**Task objective**
Return the exact lines from the one containing "</instance>" through the final line of the material below, with both ends kept.
Start of Source data
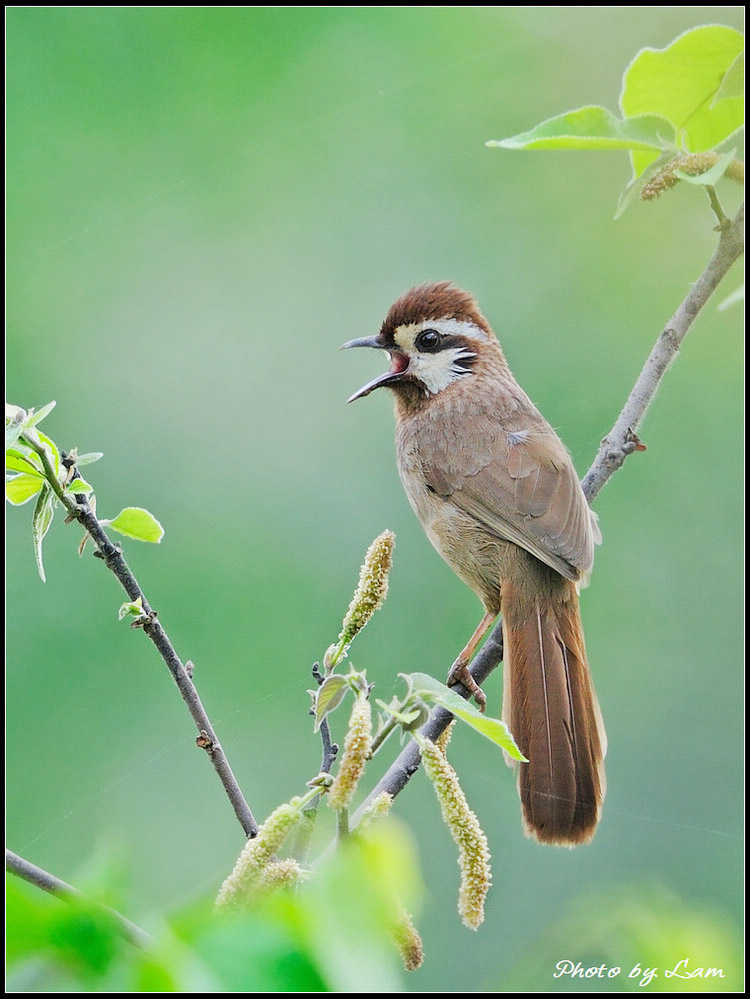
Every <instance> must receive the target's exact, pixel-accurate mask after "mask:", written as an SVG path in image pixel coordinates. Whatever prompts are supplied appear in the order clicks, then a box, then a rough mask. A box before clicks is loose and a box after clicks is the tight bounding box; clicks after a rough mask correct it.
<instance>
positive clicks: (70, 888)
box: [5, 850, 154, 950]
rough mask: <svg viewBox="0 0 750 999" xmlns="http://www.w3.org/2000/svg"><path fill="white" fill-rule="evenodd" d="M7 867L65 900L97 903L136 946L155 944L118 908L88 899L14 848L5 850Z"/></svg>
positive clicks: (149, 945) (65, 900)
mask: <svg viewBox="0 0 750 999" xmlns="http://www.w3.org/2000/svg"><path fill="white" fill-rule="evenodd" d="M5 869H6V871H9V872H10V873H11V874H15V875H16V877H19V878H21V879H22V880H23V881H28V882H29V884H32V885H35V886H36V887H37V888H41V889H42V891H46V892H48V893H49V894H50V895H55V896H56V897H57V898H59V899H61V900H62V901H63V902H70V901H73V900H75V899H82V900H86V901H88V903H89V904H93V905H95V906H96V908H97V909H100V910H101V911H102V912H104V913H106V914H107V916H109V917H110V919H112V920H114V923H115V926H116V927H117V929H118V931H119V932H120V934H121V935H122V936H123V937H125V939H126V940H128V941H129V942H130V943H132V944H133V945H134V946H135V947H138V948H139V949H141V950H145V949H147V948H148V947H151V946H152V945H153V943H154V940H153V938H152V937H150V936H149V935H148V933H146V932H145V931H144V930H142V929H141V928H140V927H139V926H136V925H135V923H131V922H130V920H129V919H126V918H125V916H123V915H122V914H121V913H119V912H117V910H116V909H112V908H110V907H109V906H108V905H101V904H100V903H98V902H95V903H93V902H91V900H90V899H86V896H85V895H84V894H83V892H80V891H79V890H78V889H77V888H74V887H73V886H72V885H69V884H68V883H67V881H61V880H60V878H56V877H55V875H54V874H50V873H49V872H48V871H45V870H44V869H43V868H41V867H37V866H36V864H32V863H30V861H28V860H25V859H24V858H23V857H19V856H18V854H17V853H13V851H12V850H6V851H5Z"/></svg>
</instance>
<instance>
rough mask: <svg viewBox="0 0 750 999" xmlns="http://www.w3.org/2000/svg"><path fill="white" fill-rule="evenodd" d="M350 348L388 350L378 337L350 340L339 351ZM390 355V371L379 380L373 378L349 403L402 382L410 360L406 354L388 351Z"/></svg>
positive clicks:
End of Source data
**Task answer**
</instance>
<instance>
rough mask: <svg viewBox="0 0 750 999" xmlns="http://www.w3.org/2000/svg"><path fill="white" fill-rule="evenodd" d="M350 348L388 350L378 337L350 340L339 351ZM390 355V371L379 380L373 378L349 403L402 382L410 360L406 354L388 351Z"/></svg>
positive clicks:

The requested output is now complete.